• [Exercise]:
Duplicate, unchanged, the stretch of rows below from the line containing "Place one keypoint per instance of the red pub" through the last row.

• [Records for the task]:
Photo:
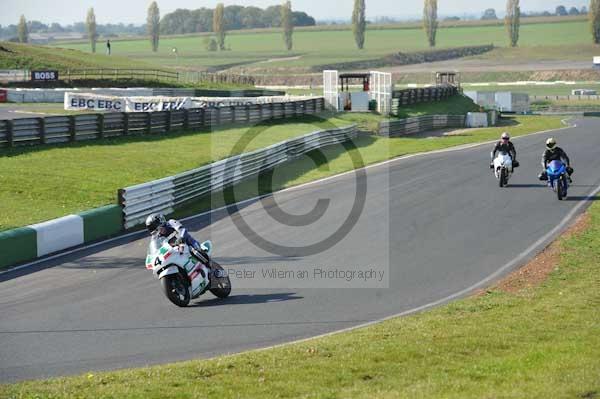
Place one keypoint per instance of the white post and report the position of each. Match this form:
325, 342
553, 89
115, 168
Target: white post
331, 90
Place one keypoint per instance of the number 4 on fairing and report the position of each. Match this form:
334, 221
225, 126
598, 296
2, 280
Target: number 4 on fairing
183, 275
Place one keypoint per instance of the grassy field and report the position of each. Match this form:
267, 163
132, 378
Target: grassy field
19, 56
371, 149
312, 47
537, 90
537, 342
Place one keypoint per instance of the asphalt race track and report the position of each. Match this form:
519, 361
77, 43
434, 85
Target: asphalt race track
440, 220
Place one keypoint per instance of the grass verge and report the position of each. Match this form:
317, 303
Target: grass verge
537, 342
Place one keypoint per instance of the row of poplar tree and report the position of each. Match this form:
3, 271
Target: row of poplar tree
512, 22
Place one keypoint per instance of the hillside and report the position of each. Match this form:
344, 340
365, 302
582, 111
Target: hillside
264, 52
27, 56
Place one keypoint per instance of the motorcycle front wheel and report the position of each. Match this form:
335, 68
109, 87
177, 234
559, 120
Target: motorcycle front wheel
221, 286
502, 177
176, 289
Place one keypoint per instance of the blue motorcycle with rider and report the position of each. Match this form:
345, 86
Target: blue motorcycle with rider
557, 169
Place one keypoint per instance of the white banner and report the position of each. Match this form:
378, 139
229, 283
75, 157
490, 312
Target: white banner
218, 102
94, 102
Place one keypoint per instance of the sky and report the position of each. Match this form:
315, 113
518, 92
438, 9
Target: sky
134, 11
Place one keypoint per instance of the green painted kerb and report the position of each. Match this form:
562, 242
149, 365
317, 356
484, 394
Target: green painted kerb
102, 222
18, 245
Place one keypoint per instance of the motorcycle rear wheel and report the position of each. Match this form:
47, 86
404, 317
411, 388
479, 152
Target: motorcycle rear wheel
561, 188
219, 287
176, 289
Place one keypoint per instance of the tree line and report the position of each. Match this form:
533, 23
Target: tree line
183, 21
512, 20
560, 11
220, 23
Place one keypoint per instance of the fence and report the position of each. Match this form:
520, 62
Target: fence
565, 98
164, 194
14, 75
420, 124
138, 74
222, 78
421, 95
71, 128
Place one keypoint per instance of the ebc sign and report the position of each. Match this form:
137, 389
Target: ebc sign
44, 76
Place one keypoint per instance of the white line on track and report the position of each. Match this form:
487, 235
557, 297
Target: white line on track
544, 240
300, 186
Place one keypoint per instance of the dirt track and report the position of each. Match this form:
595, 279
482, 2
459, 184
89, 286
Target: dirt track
478, 65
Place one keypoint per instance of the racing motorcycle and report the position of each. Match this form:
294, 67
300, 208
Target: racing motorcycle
557, 177
503, 168
185, 273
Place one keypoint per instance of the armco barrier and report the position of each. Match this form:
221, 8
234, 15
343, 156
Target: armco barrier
165, 194
71, 128
420, 124
18, 245
421, 95
31, 242
101, 222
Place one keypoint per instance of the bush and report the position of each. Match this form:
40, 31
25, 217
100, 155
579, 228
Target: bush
210, 44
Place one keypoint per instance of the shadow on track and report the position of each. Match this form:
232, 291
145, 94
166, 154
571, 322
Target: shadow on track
247, 299
578, 198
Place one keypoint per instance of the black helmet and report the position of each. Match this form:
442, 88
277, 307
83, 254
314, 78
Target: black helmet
154, 221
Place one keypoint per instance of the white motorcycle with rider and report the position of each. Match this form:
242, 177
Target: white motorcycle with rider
182, 264
504, 159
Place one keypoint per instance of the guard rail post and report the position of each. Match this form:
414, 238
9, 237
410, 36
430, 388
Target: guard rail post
100, 124
72, 131
186, 119
168, 122
42, 127
125, 123
203, 117
148, 122
9, 133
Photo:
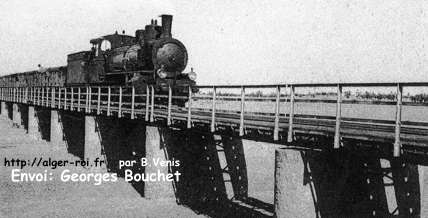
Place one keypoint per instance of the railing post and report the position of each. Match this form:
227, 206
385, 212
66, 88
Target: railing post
99, 101
108, 100
291, 115
72, 99
241, 123
189, 109
87, 99
65, 98
277, 104
397, 142
132, 103
338, 117
42, 100
38, 95
59, 97
119, 111
26, 95
53, 97
213, 109
78, 98
147, 103
152, 108
169, 105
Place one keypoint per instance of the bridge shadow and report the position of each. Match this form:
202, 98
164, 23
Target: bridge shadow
24, 116
43, 117
122, 139
353, 182
205, 176
73, 125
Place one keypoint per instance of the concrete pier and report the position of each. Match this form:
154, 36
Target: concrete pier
16, 116
92, 144
56, 130
33, 124
155, 150
292, 197
3, 108
423, 182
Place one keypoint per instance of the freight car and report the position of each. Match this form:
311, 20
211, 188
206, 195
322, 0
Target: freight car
151, 57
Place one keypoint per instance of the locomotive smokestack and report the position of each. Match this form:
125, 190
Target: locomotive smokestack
166, 26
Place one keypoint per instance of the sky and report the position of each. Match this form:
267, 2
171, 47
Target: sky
236, 42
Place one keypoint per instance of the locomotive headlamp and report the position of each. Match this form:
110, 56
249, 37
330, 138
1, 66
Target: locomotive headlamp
162, 74
192, 75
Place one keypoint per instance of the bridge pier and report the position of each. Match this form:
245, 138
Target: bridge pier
16, 116
33, 124
56, 130
423, 182
343, 183
292, 197
92, 143
155, 150
3, 108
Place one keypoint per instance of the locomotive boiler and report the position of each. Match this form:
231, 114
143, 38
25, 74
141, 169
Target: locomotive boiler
151, 57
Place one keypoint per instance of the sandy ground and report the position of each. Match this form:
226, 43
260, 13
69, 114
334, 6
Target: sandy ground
64, 199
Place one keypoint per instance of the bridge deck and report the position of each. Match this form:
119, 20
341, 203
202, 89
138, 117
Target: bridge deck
211, 112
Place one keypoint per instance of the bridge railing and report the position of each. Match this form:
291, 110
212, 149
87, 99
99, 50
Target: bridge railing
232, 104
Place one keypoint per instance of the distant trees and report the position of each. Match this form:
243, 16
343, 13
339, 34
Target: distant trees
417, 98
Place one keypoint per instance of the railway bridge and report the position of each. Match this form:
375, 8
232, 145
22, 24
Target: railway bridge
341, 154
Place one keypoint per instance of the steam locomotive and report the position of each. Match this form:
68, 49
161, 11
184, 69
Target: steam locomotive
153, 57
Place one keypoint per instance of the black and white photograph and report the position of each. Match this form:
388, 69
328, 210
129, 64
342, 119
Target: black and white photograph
215, 108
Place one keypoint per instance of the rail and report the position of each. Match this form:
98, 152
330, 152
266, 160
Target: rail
213, 107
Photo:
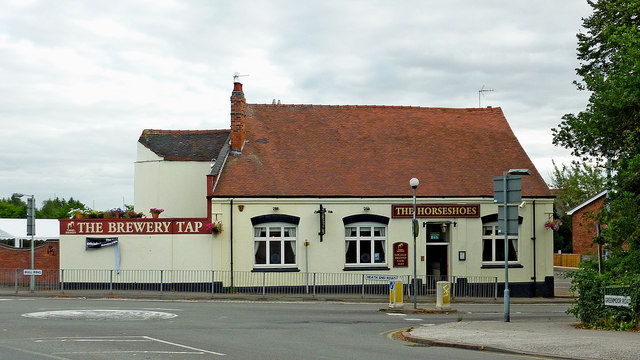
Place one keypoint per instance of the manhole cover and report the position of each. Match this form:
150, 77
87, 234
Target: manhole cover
101, 315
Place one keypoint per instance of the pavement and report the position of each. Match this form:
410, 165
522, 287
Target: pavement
546, 339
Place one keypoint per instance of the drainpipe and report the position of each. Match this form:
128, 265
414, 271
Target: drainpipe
231, 237
535, 284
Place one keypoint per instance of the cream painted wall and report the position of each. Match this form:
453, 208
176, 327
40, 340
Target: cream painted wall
141, 252
328, 256
179, 187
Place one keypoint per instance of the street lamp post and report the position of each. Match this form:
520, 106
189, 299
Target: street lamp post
31, 230
414, 182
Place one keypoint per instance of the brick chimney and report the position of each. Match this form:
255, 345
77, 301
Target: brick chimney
238, 114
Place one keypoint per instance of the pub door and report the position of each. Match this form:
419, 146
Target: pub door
438, 240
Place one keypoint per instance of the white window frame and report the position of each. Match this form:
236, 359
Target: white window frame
282, 240
494, 237
372, 239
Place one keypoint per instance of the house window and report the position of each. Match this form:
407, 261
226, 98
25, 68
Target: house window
493, 244
365, 244
274, 245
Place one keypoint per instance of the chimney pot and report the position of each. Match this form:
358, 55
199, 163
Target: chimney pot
238, 114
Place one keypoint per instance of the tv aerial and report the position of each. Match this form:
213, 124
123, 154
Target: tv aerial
481, 92
236, 75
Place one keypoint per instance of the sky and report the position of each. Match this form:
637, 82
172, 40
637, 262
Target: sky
80, 80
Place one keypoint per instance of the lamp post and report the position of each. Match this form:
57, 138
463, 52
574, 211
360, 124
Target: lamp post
31, 229
414, 182
512, 193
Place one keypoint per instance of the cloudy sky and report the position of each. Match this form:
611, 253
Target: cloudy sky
80, 80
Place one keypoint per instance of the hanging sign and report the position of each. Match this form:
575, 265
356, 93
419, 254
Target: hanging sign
96, 243
436, 211
400, 254
133, 226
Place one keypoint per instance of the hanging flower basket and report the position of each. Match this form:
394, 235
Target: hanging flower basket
553, 224
155, 212
215, 227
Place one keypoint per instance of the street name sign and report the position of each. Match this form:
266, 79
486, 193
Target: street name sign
381, 277
617, 300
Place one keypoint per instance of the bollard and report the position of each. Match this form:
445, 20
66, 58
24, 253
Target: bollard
395, 294
443, 294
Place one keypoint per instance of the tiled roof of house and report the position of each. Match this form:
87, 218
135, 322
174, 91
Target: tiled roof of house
185, 145
373, 151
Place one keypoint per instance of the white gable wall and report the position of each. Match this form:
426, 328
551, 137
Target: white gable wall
178, 187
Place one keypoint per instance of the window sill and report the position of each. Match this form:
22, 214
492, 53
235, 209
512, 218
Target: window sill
275, 269
363, 268
501, 266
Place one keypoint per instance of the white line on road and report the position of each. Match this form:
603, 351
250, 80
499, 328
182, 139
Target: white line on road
184, 346
131, 352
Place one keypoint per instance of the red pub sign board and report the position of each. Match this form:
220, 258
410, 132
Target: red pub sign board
436, 211
133, 226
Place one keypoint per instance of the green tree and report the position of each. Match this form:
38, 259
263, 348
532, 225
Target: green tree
608, 133
608, 130
58, 208
574, 184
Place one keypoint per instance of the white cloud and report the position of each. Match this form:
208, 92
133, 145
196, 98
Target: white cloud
81, 80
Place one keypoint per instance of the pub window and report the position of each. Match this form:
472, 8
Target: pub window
274, 245
365, 244
493, 244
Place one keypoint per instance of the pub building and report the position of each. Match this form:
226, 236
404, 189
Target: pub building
325, 189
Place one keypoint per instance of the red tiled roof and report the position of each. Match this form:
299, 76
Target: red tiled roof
185, 145
373, 151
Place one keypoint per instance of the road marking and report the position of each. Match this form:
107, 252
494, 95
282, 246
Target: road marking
184, 346
124, 339
92, 340
101, 315
389, 333
131, 352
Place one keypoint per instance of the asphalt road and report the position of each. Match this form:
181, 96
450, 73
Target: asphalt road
70, 329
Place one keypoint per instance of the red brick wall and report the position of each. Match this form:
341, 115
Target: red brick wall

• [Result]:
Place one keypoint per instance of the red pub sign board and report the position of each. Match this form:
220, 258
410, 132
Target: red pub sign board
436, 211
133, 226
Place one keypoint per instance of the green tree and report the position of each. Match this form:
38, 259
263, 348
532, 225
Target: green tree
608, 133
608, 130
58, 208
574, 184
Place one keypoint per instance of the white cloud and report the position of each. Match this form:
208, 92
133, 145
196, 98
Target: white cloud
81, 80
Place one keypoint per instance of the pub window and report the position of each. Match this form:
472, 8
Target: pub window
274, 245
365, 244
493, 244
Place one keypoint per instance of the pub building and report the position of each. Match this form:
226, 236
404, 189
Target: pub building
325, 189
Place one keypoint per instance of the red tiled roof and report the position of each. Match this form:
299, 76
Target: red tiled roof
185, 145
373, 151
Place one keypoint per instance of the road marking and report the position of each. Match this form:
107, 252
494, 95
282, 246
Target: road marking
184, 346
124, 339
92, 340
101, 315
389, 333
131, 352
Place one keypoint per instance of the asphalt road and report the position of each. Match this form:
181, 96
450, 73
Target: asphalt road
70, 329
Place one keypoint per instance of the red brick wall and report the position of each. Match this form:
341, 115
Target: red brick wall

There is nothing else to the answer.